### [Exercise details]
Reproduce the entries from the line containing "the sky, which" through the end of the entries, replacing "innermost" with "most central" and leaving everything else unchanged.

### [Record extracts]
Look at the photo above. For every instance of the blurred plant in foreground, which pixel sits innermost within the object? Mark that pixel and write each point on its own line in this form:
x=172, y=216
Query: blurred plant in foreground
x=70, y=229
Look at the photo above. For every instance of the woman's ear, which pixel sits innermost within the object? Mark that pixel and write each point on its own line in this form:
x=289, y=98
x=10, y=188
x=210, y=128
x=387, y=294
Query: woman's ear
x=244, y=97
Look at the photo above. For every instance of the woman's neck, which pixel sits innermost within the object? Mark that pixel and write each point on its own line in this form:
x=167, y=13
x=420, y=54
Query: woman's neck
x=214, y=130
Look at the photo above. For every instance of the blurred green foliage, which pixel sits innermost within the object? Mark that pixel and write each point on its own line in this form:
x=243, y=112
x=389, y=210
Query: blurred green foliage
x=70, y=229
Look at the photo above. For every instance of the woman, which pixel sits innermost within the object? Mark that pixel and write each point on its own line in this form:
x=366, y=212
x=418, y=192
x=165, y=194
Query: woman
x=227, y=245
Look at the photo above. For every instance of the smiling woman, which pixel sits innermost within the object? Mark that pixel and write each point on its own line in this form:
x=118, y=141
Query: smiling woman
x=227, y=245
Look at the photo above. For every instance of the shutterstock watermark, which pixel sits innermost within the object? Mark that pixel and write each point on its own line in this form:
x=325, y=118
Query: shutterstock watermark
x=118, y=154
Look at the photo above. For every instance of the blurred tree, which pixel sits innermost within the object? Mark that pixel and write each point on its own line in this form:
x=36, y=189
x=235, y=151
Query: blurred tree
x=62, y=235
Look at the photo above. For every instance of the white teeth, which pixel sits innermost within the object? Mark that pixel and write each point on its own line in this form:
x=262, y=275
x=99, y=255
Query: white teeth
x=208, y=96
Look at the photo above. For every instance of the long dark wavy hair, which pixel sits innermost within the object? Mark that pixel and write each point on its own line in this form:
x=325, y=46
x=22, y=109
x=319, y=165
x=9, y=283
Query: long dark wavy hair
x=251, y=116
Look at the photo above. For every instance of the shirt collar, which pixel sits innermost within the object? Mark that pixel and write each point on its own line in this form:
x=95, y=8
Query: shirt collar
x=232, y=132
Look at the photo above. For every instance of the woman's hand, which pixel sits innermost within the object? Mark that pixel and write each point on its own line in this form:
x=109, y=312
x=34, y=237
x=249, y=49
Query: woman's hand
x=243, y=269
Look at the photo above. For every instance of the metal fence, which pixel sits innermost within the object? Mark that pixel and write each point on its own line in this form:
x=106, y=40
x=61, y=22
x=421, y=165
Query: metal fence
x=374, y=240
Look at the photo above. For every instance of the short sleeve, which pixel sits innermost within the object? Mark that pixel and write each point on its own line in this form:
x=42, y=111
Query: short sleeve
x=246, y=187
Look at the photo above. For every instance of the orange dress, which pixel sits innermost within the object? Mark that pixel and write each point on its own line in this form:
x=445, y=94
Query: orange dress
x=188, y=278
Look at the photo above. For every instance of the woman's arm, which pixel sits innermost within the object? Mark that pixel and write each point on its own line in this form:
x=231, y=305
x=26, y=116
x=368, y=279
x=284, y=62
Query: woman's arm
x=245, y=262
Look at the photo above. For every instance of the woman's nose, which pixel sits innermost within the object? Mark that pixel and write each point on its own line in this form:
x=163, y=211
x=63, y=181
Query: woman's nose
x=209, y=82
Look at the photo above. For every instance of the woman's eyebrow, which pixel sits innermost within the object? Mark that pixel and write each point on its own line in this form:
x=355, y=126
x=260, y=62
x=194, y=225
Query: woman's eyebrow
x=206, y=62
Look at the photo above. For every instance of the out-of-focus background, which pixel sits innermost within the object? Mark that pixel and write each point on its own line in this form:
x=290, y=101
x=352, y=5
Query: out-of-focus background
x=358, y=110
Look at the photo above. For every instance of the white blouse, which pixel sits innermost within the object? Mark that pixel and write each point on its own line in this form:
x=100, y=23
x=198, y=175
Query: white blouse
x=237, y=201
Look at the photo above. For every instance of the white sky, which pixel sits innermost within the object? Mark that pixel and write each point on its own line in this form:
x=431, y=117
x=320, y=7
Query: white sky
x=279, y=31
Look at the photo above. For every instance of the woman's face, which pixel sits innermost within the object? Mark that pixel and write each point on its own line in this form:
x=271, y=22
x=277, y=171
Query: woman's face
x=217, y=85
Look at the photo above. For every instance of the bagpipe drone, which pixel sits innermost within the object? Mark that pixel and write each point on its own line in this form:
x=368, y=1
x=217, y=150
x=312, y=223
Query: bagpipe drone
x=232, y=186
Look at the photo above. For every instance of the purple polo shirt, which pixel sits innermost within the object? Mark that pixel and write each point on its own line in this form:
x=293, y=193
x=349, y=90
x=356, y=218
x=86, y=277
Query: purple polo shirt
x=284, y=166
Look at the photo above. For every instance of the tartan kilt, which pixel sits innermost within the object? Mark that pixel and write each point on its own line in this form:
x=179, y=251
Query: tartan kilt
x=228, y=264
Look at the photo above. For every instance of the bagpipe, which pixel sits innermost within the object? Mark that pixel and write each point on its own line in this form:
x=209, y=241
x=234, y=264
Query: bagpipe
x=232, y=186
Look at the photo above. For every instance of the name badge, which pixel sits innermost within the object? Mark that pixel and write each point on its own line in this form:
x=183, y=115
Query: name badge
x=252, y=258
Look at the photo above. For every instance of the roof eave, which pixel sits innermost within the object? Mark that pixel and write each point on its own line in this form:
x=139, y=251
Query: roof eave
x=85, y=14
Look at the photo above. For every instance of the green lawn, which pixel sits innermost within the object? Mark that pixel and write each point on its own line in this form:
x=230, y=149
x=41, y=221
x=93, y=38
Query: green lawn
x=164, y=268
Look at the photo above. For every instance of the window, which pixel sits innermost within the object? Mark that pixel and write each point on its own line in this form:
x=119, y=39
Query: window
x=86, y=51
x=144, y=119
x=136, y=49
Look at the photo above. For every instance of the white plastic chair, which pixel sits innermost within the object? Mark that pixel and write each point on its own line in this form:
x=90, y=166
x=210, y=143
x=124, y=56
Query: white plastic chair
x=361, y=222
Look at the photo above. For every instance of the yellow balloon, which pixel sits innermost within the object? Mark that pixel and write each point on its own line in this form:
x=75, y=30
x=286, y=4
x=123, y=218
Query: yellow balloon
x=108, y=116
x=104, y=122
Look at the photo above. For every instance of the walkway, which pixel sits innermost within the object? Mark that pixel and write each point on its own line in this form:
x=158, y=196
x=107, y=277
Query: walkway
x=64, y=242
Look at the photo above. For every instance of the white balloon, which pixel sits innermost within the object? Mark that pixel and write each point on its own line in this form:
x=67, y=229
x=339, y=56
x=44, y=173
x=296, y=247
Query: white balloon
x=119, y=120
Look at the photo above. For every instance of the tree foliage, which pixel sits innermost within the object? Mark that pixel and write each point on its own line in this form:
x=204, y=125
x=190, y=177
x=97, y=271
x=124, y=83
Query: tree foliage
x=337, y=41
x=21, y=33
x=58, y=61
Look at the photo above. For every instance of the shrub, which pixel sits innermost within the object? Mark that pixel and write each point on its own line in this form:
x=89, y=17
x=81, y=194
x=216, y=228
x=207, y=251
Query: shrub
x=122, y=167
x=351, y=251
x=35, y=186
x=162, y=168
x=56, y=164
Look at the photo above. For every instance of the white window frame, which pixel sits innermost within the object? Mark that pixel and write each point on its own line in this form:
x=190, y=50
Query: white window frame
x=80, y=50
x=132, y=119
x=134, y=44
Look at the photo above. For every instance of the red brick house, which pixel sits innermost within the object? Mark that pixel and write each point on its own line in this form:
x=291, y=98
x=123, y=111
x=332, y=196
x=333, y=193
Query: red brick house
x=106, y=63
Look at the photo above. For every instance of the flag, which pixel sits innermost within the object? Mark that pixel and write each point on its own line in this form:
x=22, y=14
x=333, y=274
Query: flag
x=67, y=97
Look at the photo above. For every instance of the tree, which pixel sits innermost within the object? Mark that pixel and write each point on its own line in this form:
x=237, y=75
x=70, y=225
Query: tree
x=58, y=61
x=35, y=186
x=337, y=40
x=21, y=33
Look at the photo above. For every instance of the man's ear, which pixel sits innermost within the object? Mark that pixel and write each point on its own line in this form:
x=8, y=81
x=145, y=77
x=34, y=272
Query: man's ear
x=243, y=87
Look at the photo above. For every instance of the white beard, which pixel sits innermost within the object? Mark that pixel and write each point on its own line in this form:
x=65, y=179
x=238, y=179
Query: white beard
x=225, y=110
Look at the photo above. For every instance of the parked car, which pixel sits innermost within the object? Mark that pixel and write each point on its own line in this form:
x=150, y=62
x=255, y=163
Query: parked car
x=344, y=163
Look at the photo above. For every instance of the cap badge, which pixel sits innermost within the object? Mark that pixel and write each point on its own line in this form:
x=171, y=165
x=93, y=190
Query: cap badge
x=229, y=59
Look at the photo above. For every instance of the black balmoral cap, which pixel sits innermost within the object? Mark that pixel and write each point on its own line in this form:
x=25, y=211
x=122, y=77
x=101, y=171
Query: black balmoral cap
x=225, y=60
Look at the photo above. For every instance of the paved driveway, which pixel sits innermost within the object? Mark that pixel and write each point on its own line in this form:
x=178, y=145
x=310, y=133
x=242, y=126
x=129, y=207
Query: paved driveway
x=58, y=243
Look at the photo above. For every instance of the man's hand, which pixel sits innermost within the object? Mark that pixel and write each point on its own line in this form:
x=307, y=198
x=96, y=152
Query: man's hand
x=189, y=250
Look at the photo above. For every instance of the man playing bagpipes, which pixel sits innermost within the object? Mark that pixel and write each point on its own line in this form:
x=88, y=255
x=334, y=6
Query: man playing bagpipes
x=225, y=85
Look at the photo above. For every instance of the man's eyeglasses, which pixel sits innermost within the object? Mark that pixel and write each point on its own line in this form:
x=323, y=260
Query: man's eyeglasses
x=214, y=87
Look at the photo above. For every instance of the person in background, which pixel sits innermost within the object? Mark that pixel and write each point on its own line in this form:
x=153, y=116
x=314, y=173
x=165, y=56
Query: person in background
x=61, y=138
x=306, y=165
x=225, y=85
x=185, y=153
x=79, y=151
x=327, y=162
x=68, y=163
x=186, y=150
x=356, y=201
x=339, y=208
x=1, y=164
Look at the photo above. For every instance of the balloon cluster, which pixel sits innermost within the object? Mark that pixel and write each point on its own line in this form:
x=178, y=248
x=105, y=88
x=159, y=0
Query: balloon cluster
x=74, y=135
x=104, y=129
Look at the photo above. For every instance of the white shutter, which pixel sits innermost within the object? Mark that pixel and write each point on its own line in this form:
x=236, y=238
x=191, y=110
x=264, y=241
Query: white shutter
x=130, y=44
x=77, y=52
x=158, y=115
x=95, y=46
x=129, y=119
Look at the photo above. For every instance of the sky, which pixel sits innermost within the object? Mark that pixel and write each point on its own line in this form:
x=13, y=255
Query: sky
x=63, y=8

### [Answer]
Look at the photo above. For every instance of the sky, which pixel sits most central within the object? Mark that pixel and write each point on its own line in this form:
x=13, y=255
Query: sky
x=63, y=8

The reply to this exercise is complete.